◆ GIVEN INSTRUCTION:
Count how many lines of the material below contain the word "finger" and reply with only that number.

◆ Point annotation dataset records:
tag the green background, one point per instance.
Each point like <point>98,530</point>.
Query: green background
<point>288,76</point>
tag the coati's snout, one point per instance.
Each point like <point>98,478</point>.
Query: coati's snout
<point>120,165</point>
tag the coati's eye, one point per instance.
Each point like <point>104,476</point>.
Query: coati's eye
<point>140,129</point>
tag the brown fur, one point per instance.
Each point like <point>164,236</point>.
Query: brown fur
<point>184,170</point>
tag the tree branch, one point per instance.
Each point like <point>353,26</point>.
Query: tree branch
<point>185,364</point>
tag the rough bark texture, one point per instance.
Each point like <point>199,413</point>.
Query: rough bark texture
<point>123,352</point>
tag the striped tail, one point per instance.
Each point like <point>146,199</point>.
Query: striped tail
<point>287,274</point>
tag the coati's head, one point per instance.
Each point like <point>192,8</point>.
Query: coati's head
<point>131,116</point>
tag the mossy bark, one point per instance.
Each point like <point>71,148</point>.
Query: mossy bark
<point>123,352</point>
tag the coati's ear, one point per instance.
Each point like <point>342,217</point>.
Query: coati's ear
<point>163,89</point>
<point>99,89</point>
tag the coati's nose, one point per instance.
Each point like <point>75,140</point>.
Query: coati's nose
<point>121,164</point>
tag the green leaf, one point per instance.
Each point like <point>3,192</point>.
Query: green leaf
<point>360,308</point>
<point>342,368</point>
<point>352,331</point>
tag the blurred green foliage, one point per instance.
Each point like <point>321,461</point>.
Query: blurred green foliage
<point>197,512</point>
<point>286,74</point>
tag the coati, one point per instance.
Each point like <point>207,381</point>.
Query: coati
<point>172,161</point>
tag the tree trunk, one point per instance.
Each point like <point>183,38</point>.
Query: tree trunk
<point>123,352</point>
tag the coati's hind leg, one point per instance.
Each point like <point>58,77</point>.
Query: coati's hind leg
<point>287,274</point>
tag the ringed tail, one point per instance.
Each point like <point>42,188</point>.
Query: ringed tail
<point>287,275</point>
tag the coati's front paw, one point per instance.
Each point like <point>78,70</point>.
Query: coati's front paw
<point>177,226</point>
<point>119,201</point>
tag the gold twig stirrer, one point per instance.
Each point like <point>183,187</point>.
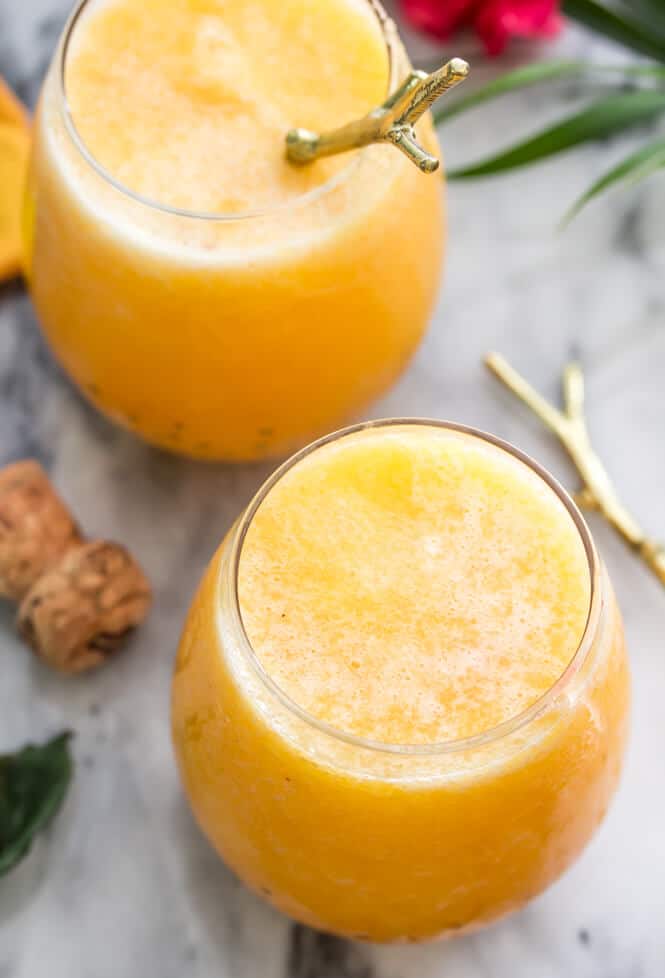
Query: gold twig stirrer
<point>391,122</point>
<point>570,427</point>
--
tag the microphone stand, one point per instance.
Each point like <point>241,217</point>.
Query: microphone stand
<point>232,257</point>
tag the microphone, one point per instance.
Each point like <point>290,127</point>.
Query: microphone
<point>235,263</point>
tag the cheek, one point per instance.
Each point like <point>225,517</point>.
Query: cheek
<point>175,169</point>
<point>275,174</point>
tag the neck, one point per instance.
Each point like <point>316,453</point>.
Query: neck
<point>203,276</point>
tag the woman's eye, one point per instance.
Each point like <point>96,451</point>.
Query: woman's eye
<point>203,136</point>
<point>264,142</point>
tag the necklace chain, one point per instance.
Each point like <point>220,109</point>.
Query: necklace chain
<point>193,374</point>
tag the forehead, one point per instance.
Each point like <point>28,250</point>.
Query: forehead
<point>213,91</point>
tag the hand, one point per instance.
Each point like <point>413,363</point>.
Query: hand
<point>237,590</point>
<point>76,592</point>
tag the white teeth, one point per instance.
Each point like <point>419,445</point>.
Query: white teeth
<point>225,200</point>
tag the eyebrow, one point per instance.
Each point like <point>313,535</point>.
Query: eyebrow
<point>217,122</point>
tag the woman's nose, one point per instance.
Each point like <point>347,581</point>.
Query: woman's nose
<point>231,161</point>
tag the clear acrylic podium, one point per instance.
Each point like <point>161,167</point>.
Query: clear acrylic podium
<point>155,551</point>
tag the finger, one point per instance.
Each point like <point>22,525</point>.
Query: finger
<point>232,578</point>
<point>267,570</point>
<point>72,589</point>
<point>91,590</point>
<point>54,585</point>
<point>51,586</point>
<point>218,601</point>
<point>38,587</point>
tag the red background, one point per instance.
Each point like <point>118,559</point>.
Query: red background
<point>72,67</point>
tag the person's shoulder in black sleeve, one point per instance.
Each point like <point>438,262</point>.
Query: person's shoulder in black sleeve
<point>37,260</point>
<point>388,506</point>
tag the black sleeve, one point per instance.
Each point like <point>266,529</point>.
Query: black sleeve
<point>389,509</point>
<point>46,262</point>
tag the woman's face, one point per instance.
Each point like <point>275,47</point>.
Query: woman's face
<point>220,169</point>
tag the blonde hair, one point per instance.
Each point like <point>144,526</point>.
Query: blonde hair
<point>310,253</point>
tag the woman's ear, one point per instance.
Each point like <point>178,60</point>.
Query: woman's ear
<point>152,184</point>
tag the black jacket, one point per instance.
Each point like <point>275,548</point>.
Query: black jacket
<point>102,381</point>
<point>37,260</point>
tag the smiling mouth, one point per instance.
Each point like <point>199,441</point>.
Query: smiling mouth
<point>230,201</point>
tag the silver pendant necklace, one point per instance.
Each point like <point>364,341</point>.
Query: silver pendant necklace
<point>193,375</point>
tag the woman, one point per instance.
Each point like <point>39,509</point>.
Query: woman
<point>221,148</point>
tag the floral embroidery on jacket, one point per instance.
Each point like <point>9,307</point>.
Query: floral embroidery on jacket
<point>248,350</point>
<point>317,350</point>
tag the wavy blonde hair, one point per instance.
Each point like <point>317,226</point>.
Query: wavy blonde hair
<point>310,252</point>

◆ SOLUTION TO THIS TASK:
2